**Exercise text**.
○ ○ ○ ○ ○ ○ ○

Problem Solved, If Some Vegetarians Stopped Being Self-Righteous Douchebags

Laura Miller: “We’re so used to linking masculinity with carnivorousness that we seldom stop to recognize how illogical it is. Just because vegetarianism is correlated with pacifism — people who draw the line at killing animals are probably loath to kill human beings, too — it doesn’t follow that eating flesh, and especially the flesh of mammals, causes the battery of aggressive behaviors we choose to call manly. Yet even today, insulting vegetarians is presented as a display of bold, defiant machismo, a way of saying, ‘I understand and embrace the bloody truths of life with lusty vigor, unlike you salad-noshing pansies!'”

5 Comments

  1. I wish that book were better – it seemed like a good article to me, Miller should have writen the book instead!! I liked the Anthony Bourdain article she links to as well. I’m a vegetarian, and I don’t like the self-righteous douchebag vegetarians either (or the self-righteous douchebag carnivores, there’s a lot of those too). It doesn’t really help your cause to preach or align yourself with crazy people.

  2. “Just because vegetarianism is correlated with pacifism…”

○ ○ ○ ○ ○ ○ ○

**Information supplied**.

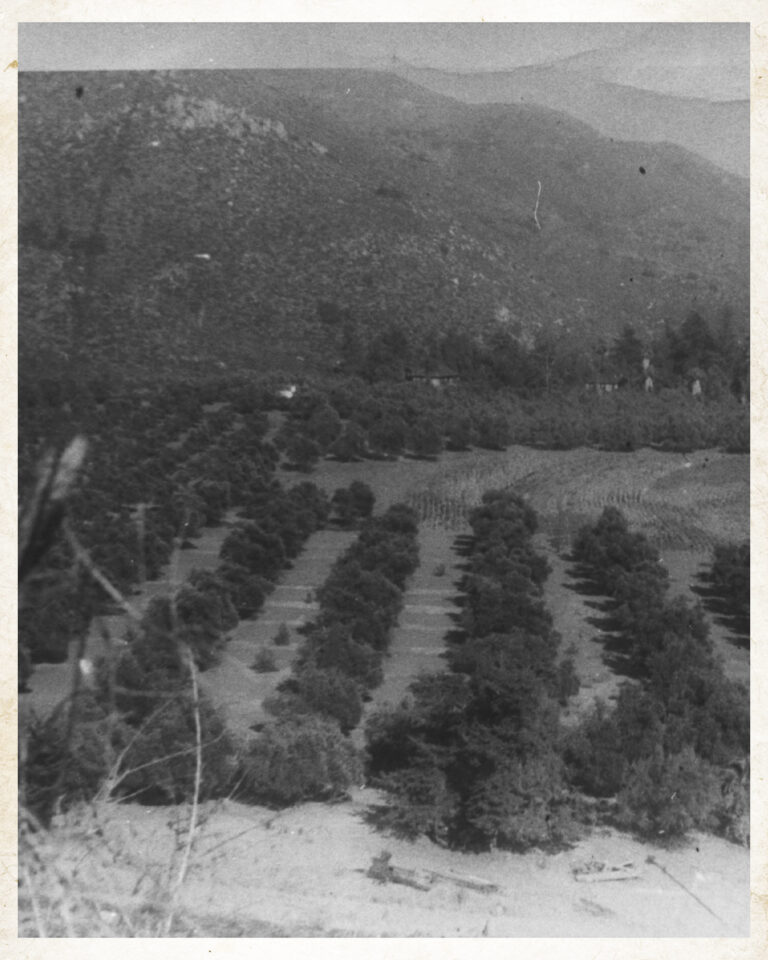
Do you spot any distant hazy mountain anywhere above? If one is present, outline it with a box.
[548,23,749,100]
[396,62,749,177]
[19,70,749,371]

○ ○ ○ ○ ○ ○ ○

**What is required**.
Retype the passage from the vegetarianism post, starting with "1. I wish that" and going on through "with crazy people.". The data may be disregarded entirely.

**Output of the exercise**.
1. I wish that book were better – it seemed like a good article to me, Miller should have writen the book instead!! I liked the Anthony Bourdain article she links to as well. I’m a vegetarian, and I don’t like the self-righteous douchebag vegetarians either (or the self-righteous douchebag carnivores, there’s a lot of those too). It doesn’t really help your cause to preach or align yourself with crazy people.